-- REQUEST --
Turn the lines below, starting with the line that contains "the mountain range." and going on through the last line, into a Markdown table with the columns Row and Line. Number each row and leave out any blank lines.

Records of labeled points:

--- --- ---

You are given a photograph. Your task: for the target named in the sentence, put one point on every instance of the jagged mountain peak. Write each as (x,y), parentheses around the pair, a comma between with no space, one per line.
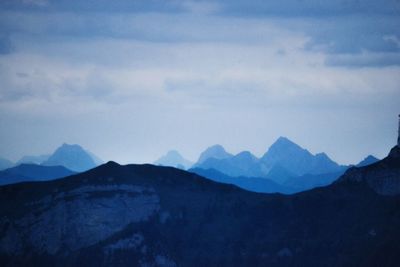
(73,157)
(174,159)
(382,176)
(216,151)
(245,155)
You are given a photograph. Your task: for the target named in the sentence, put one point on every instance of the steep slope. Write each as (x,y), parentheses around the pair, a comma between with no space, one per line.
(144,215)
(174,159)
(310,181)
(297,160)
(367,161)
(5,164)
(254,184)
(215,152)
(32,172)
(382,176)
(73,157)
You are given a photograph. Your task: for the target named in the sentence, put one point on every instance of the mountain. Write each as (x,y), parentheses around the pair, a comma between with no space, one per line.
(310,181)
(5,164)
(254,184)
(174,159)
(144,215)
(242,164)
(32,172)
(382,176)
(367,161)
(296,159)
(33,159)
(73,157)
(215,151)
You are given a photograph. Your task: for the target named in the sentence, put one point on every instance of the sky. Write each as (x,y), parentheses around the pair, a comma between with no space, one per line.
(130,80)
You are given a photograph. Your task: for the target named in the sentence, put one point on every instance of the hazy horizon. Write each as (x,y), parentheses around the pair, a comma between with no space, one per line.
(131,80)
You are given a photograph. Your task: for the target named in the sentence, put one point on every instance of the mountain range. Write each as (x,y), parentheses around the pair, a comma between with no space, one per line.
(145,215)
(32,172)
(174,159)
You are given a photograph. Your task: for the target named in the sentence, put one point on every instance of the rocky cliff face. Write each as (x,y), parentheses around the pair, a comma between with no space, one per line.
(144,215)
(383,176)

--- --- ---

-- TASK OUTPUT --
| Row | Line |
|---|---|
| 1 | You are given a photograph. Your task: for the target named in the sentence, put one point on every instance of the mountain range. Write each as (x,y), parentheses around the pair, a comma between with no space, one per line. |
| 2 | (145,215) |
| 3 | (32,172) |
| 4 | (174,159) |
| 5 | You are given a photograph. Your task: for the target named in the sentence, put one point on every instance of the rocky cliff face. Write each as (x,y), parentheses around the pair, a comma between with no space, one per line. |
| 6 | (144,215) |
| 7 | (383,176) |